Aufgaben:
[a] Wie viele Jahre hielt das Bundesverfassungsgericht laut dem Text über das KPD-Verbot die Akten unter Verschluss?
[b] Schreib aus dem Text über das KPD-Verbot einen Abschnitt wortgetreu heraus: Fang bei den Worten „Kaum hatte der“ an und hör nach „an die Telefone.“ auf.

Zitierter Text:

------------------------------

Gerichtsakten blieben bis heute unter Verschluss

Kurt Nelhiebel


Bremen (Weltexpresso) - Der 17. August 1956 war ein sonniger, warmer Tag. Morgens beim Frühstück in einem Karlsruher Hotel meinte einer meiner Journalistenkollegen, ich müsste meine Kleidung wohl noch vervollständigen. Mit offenem Hemdkragen würde ich beim Bundesverfassungsgericht nicht eingelassen. Also kaufte ich mir auf dem Weg zum Gerichtsgebäude eine billige Krawatte und band sie mir um den Hals.

Kaum hatte der Gerichtsvorsitzende den ersten Satz des Urteilstenors im Verfahren gegen die Kommunistische Partei Deutschlands gesprochen, stürzte die  Journalistenmeute an die Telefone.

Mit dem Verbot entsprach das Gericht einem fünf Jahre zurückliegenden Antrag der Bundesregierung.  Konrad Adenauer hatte den westlichen Alliierten 1950 ohne Wissen des Kabinetts die Aufstellung deutscher Streitkräfte angeboten und fürchtete zu Recht mit erheblichem Widerstand. Sein Innenminister Gustav Heinemann quittierte aus Protest gegen Adenauers Eigenmächtigkeit seinen Dienst. Der Gedanke an eine deutsche Wiederbewaffnung so  kurz nach Kriegsende wollte vielen Menschen nicht einleuchten. Um was es der Regierung ging, konnte im Verbotsantrag nachgelesen werden. „Die KPD ist Hauptträgerin der sogenannten Volksbefragungsaktion gegen die Remilitarisierung.”  Sie handle im Rahmen „eines von den  Machthabern in der Sowjetzone entworfenen Angriffsplanes”, in dem die Partei das „Rückgrat der inneren Aggression” darstelle. Die in der DDR herrschende Ordnung solle auf die Bundesrepublik übertragen werden. Die Partei sei daher „in höchstem Maße verfassungsfeindlich” und müsse „von der weiteren Beteiligung an der politischen Willensbildung in der Bundesrepublik ausgeschlossen werden.”

Ob beim Verbot alles rechtsstaatlich zugegangen ist, darf  bezweifelt werden. Jedenfalls nahm es die Bundesregierung mit der Gewaltenteilung nicht sonderlich ernst und das Bundesverfassungsgericht hielt die Akten nicht ohne Grund 60 Jahre unter Verschluss. Die Frist läuft  mit dem 17. August dieses Jahres ab. Was Joachim Gauck in einem Vorwort zu einem Buch über den Staatssicherheitsdienst der DDR geschrieben hatte, galt in diesem Fall sechs Jahrzehnte lang nicht. Aus der Einsicht in Akten könnten  „tief reichende historische, aber auch persönliche Einsichten“ erwachsen, meinte Gauck als ehemaliger Leiter der Stasi-Unterlagen-Behörde.

------------------------------

(Gespeicherte Einträge)

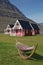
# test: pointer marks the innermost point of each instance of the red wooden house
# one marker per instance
(22, 28)
(35, 29)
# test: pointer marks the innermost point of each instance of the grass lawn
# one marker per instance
(9, 54)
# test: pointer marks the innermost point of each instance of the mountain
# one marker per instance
(41, 27)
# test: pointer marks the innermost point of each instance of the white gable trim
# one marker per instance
(20, 27)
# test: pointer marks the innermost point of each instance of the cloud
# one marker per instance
(37, 17)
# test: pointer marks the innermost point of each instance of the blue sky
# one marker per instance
(32, 9)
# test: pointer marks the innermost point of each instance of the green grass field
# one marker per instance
(9, 54)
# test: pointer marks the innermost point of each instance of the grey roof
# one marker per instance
(25, 24)
(35, 26)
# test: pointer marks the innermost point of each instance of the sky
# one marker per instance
(32, 9)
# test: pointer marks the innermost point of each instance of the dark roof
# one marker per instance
(11, 25)
(35, 26)
(25, 24)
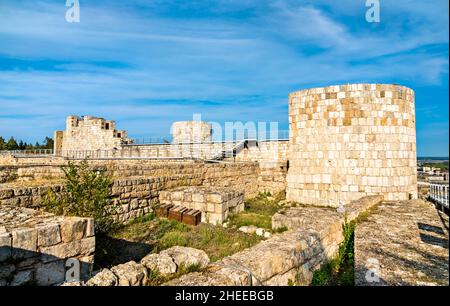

------------------------------

Lösungen:
[a] 60 Jahre.

[b]
Kaum hatte der Gerichtsvorsitzende den ersten Satz des Urteilstenors im Verfahren gegen die Kommunistische Partei Deutschlands gesprochen, stürzte die  Journalistenmeute an die Telefone.